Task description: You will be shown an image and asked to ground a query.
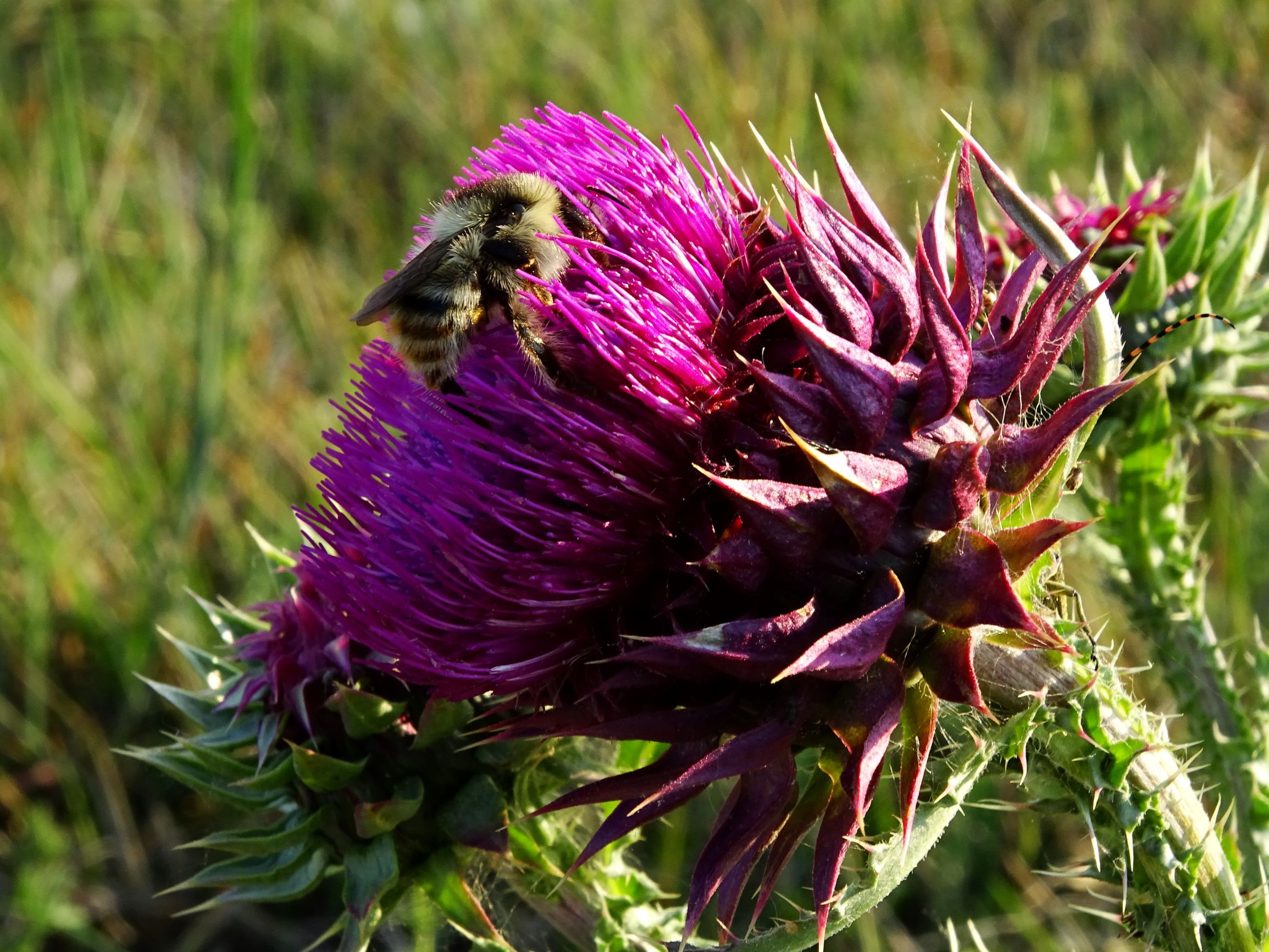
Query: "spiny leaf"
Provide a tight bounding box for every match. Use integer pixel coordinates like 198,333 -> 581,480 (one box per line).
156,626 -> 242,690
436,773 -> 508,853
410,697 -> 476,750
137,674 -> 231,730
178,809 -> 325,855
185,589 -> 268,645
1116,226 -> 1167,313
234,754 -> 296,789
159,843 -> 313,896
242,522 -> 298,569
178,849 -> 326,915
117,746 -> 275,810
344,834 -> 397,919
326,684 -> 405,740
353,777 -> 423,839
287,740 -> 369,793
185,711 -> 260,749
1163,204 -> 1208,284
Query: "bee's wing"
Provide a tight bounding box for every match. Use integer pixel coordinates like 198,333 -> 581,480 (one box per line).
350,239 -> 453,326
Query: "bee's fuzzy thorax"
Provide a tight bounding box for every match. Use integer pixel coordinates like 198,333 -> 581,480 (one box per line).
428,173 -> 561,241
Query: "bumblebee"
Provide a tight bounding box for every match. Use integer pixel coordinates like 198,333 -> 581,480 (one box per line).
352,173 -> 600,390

## Directive
Revise all the rows above by replacing every "bounding box" with "rectangle" and changing nothing else. Leave the pictures out of your output.

## Task solution
Task description: You will be shown an image and asked to ground a query.
Query: "spiny leaf"
Provide a tight rectangle for every match. Use integer pixel coordinates like 198,333 -> 581,480 (one box per line).
156,626 -> 242,690
436,773 -> 508,853
410,697 -> 476,750
137,674 -> 231,730
178,809 -> 325,855
185,589 -> 268,645
1116,226 -> 1167,313
234,754 -> 296,789
159,843 -> 313,896
242,522 -> 298,569
178,849 -> 326,915
117,746 -> 275,810
344,834 -> 397,919
326,684 -> 405,740
353,777 -> 423,839
287,740 -> 369,793
185,711 -> 260,749
1163,204 -> 1208,284
Query: "bee's wing"
Provide a tight rectangle for every match. Use integer pixel coordinates like 198,333 -> 581,480 (one box per line).
350,239 -> 453,326
Query: "bee's fuzzy thorax"
Provide a tight rectangle for every match. Use integer pixel coordinates like 198,333 -> 581,480 (one box per line).
428,173 -> 561,241
Query: "bumblebee"
Provide a tight rectangle for every match. Use integer pixel coordinates like 198,333 -> 581,480 (one box per line).
352,173 -> 600,390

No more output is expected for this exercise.